▶ Texto selecionado
A Igreja é um “serviço essencial”?

Gabriel Garcia – Niterói

@gabrielgarciarb

Ao mesmo tempo em que o Brasil vem quebrando seguidos recordes de mortes diárias decorrentes da Covid-19, proliferam-se as discussões sobre a participação presencial dos fiéis nas missas. O que se tem visto são argumentações no sentido de que as nossas igrejas correspondem a “serviços essenciais”, ou, em outros casos, de que “não podemos deixar de ter acesso aos sacramentos”. Esses argumentos, embora possam ter contornos de boa vontade, não condizem com a vivência mais radical de nossa espiritualidade.

Em primeiro lugar, salta aos olhos um equívoco jurídico. Muito tem se falado que as igrejas representam um “serviço essencial”. A Igreja, porém, não é um serviço público, nos termos em que se tem colocado. Não nos dirigimos à igreja para obter a satisfação de uma necessidade pessoal ou para exercermos um direito subjetivo.

▶ Enunciado da tarefa
Dê continuidade ao texto sobre a Igreja como "serviço essencial", começando logo após a última frase apresentada.

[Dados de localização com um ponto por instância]
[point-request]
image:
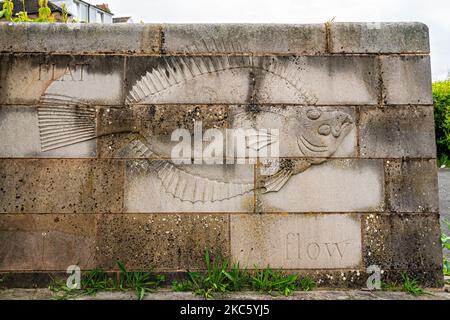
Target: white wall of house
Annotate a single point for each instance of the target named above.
(84, 12)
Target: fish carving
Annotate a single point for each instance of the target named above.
(313, 134)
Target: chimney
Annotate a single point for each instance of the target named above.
(104, 7)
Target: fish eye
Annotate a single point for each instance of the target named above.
(324, 130)
(313, 114)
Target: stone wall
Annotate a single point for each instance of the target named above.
(86, 177)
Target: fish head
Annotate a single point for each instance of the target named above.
(320, 132)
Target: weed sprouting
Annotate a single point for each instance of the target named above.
(411, 286)
(97, 280)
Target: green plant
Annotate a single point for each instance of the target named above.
(411, 286)
(97, 280)
(215, 279)
(65, 13)
(441, 100)
(3, 278)
(44, 13)
(140, 282)
(445, 240)
(7, 10)
(237, 278)
(218, 278)
(181, 286)
(268, 281)
(306, 283)
(390, 286)
(22, 16)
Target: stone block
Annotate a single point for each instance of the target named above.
(152, 126)
(165, 242)
(240, 38)
(308, 132)
(21, 137)
(412, 185)
(406, 79)
(47, 242)
(62, 79)
(60, 186)
(395, 132)
(332, 186)
(297, 134)
(296, 241)
(80, 38)
(379, 37)
(405, 242)
(153, 186)
(323, 80)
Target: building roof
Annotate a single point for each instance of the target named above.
(103, 7)
(32, 7)
(121, 19)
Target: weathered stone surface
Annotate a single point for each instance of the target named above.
(165, 242)
(346, 98)
(80, 38)
(46, 294)
(395, 132)
(333, 186)
(444, 200)
(307, 132)
(412, 185)
(152, 125)
(159, 186)
(407, 242)
(47, 242)
(245, 80)
(60, 186)
(19, 129)
(406, 79)
(61, 79)
(379, 37)
(297, 241)
(239, 38)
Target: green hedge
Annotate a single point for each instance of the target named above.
(441, 98)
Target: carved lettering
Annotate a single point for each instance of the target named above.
(71, 72)
(295, 245)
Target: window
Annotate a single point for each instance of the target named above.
(100, 17)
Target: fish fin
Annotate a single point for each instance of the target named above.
(186, 186)
(260, 140)
(64, 125)
(277, 181)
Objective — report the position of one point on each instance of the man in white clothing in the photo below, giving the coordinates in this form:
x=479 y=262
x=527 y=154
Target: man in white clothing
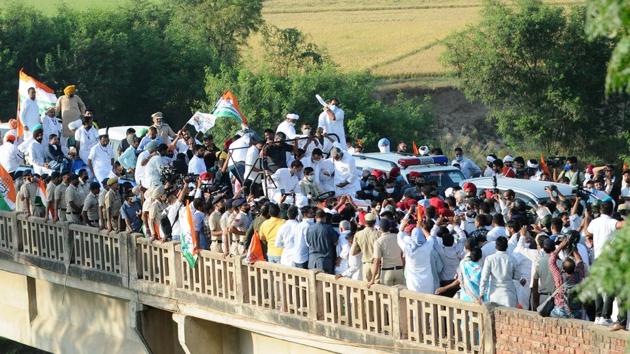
x=36 y=152
x=29 y=113
x=343 y=247
x=288 y=126
x=10 y=156
x=101 y=159
x=346 y=179
x=331 y=120
x=197 y=164
x=286 y=237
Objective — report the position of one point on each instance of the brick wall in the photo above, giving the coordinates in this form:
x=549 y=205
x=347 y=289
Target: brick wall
x=518 y=331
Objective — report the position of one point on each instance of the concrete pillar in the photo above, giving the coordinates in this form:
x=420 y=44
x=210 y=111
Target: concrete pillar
x=198 y=336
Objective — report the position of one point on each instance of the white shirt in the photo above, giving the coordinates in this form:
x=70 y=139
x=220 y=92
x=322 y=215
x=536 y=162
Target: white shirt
x=101 y=157
x=334 y=126
x=300 y=254
x=285 y=239
x=602 y=228
x=496 y=231
x=87 y=139
x=139 y=172
x=10 y=157
x=238 y=148
x=346 y=171
x=343 y=252
x=287 y=128
x=29 y=114
x=153 y=169
x=196 y=165
x=253 y=153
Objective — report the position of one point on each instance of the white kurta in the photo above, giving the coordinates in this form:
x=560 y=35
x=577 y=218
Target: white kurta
x=287 y=128
x=87 y=139
x=29 y=115
x=334 y=126
x=497 y=279
x=346 y=171
x=418 y=271
x=101 y=157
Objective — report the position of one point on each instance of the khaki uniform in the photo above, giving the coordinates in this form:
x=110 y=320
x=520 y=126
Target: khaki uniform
x=73 y=194
x=60 y=201
x=386 y=248
x=90 y=207
x=364 y=242
x=113 y=203
x=29 y=193
x=214 y=221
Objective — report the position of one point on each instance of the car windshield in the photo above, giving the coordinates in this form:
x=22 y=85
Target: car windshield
x=443 y=179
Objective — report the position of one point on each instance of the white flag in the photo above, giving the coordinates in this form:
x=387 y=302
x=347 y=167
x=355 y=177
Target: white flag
x=202 y=121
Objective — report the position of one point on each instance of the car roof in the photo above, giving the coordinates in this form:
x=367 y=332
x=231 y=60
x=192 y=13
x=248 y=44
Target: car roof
x=525 y=186
x=120 y=133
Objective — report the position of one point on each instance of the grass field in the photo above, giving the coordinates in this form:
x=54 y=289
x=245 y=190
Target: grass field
x=394 y=39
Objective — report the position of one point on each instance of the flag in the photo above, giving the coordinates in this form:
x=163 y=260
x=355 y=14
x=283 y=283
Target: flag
x=227 y=107
x=190 y=240
x=543 y=165
x=254 y=253
x=45 y=96
x=416 y=152
x=7 y=191
x=202 y=122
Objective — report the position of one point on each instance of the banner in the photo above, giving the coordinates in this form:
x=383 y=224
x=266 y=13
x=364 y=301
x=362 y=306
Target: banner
x=189 y=237
x=227 y=107
x=7 y=191
x=44 y=95
x=202 y=122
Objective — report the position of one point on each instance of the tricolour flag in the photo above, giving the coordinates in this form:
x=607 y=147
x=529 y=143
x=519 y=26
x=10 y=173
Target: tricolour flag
x=189 y=239
x=7 y=191
x=254 y=253
x=202 y=122
x=227 y=107
x=45 y=96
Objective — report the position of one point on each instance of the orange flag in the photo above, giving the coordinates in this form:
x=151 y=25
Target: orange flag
x=254 y=253
x=416 y=152
x=543 y=165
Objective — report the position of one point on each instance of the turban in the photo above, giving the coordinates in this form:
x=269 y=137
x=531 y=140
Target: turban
x=70 y=89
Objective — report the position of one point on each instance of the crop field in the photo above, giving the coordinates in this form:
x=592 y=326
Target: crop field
x=394 y=39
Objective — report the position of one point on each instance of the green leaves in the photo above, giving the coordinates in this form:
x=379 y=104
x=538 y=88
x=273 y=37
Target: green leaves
x=542 y=79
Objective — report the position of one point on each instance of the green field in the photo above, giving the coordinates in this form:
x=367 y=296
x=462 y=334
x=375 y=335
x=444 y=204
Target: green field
x=394 y=39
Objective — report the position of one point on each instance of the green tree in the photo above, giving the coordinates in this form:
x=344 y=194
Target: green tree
x=265 y=98
x=542 y=79
x=611 y=18
x=287 y=48
x=222 y=24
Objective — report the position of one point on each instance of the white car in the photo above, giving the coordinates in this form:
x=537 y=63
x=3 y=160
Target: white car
x=434 y=169
x=529 y=191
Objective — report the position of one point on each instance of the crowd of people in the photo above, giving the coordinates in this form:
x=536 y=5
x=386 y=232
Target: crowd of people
x=302 y=196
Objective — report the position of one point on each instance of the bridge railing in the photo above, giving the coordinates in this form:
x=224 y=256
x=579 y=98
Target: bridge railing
x=326 y=305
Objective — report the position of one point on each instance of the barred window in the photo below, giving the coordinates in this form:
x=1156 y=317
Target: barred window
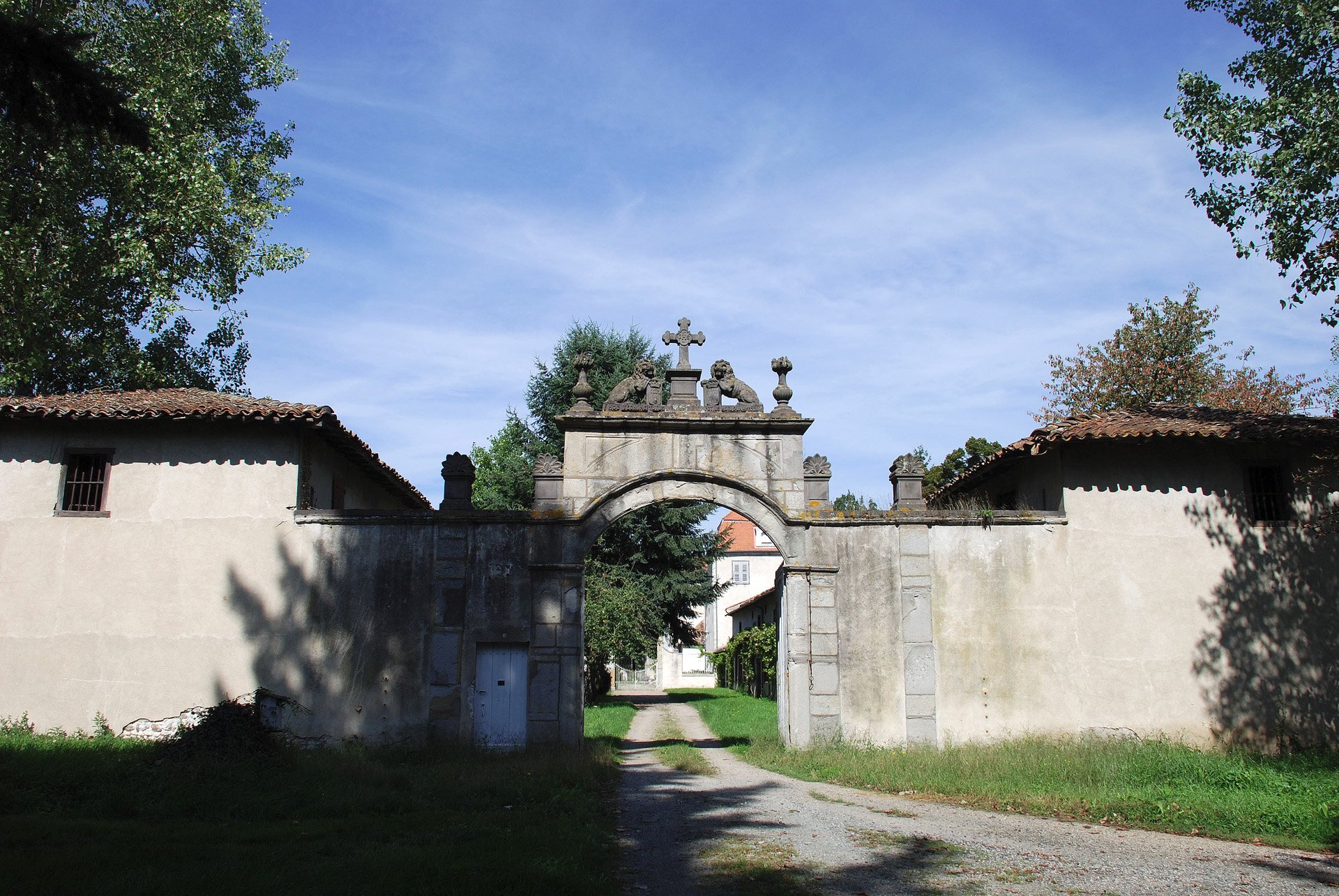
x=1270 y=493
x=86 y=481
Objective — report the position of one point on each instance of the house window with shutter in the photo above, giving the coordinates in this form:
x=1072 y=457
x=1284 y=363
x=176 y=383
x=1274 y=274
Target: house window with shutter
x=84 y=489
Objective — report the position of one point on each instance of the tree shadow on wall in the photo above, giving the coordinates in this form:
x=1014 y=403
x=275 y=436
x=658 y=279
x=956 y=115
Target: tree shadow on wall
x=1270 y=660
x=345 y=632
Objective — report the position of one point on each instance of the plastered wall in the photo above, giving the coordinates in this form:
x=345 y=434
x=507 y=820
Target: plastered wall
x=201 y=584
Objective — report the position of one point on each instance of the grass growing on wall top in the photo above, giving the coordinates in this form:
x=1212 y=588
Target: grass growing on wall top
x=1160 y=785
x=103 y=814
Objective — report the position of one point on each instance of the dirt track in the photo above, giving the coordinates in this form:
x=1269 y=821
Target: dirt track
x=678 y=828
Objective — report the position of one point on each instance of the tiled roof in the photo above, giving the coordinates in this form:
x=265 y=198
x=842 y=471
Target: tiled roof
x=204 y=405
x=749 y=602
x=1158 y=421
x=738 y=531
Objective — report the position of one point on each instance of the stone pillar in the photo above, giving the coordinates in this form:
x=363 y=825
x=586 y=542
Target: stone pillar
x=919 y=665
x=819 y=473
x=446 y=632
x=458 y=477
x=548 y=484
x=810 y=690
x=683 y=388
x=908 y=476
x=554 y=694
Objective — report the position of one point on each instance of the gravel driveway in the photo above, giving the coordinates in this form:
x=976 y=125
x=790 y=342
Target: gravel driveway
x=753 y=830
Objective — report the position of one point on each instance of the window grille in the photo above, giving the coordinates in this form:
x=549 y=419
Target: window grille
x=1269 y=493
x=86 y=483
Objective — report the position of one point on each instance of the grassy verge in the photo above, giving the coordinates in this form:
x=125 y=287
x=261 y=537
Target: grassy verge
x=81 y=814
x=1160 y=785
x=607 y=724
x=678 y=753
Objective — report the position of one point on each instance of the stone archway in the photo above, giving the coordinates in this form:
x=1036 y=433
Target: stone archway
x=643 y=448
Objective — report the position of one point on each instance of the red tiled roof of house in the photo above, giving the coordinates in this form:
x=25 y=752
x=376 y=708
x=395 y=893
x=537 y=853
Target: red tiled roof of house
x=1158 y=421
x=749 y=602
x=204 y=405
x=738 y=532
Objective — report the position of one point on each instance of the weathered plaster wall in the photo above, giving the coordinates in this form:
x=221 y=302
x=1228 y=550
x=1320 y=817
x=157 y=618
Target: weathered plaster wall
x=870 y=627
x=200 y=584
x=1101 y=623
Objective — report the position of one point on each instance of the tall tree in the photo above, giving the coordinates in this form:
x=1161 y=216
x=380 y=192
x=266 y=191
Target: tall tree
x=958 y=461
x=1270 y=153
x=113 y=248
x=1167 y=353
x=659 y=554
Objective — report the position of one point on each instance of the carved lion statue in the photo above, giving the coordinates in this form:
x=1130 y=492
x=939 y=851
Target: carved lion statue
x=634 y=388
x=732 y=388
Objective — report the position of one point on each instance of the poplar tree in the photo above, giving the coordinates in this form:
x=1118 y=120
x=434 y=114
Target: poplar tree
x=1270 y=152
x=139 y=189
x=1168 y=353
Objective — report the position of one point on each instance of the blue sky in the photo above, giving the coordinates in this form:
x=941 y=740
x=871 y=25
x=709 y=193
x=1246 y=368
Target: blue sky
x=916 y=202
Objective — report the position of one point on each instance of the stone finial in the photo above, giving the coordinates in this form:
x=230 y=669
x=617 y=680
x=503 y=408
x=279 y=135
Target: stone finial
x=782 y=366
x=819 y=472
x=908 y=465
x=458 y=478
x=908 y=474
x=548 y=483
x=683 y=339
x=583 y=390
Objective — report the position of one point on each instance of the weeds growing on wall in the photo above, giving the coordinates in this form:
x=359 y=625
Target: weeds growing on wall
x=749 y=660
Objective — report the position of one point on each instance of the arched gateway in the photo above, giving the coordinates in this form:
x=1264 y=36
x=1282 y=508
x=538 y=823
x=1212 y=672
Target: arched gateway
x=520 y=622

▶ Problema resolvido
A igreja é, antes de mais nada, um espaço de comunhão, em que nós, fiéis, é que exercemos o dom do serviço aos irmãos e à comunidade. Ir à igreja é um ato de serviço nosso, não de Deus. Deus não nos presta serviços. Essa compreensão é fundamental para que se evitem certas concepções da fé num âmbito estritamente individual.

Por outro lado, no âmbito teológico, há que se fazer algumas considerações sobre a Eucaristia, principal sacramento da Igreja. É bem verdade, como todos sabemos, que a Eucaristia é a encarnação do próprio Cristo, apresentado e partilhado entre a comunidade. Nesse sentido, a celebração da missa virtualmente nos impede de comungarmos da hóstia em espécie, o que tem gerado tristeza e frustração em muitos de nós.

No entanto, é necessário termos muita clareza de que comer a hóstia consagrada não é a única forma de se viver o sacramento da Comunhão. Afinal, Jesus está presente não só no pão, mas também na Palavra, na própria assembleia, na oração e até no canto[1]. Além disso, é preciso muito cuidado para que não se reduza o principal sacramento de nossa fé a uma perspectiva materialista, em que somente o encontro físico da boca com a hóstia produziria efeitos espirituais.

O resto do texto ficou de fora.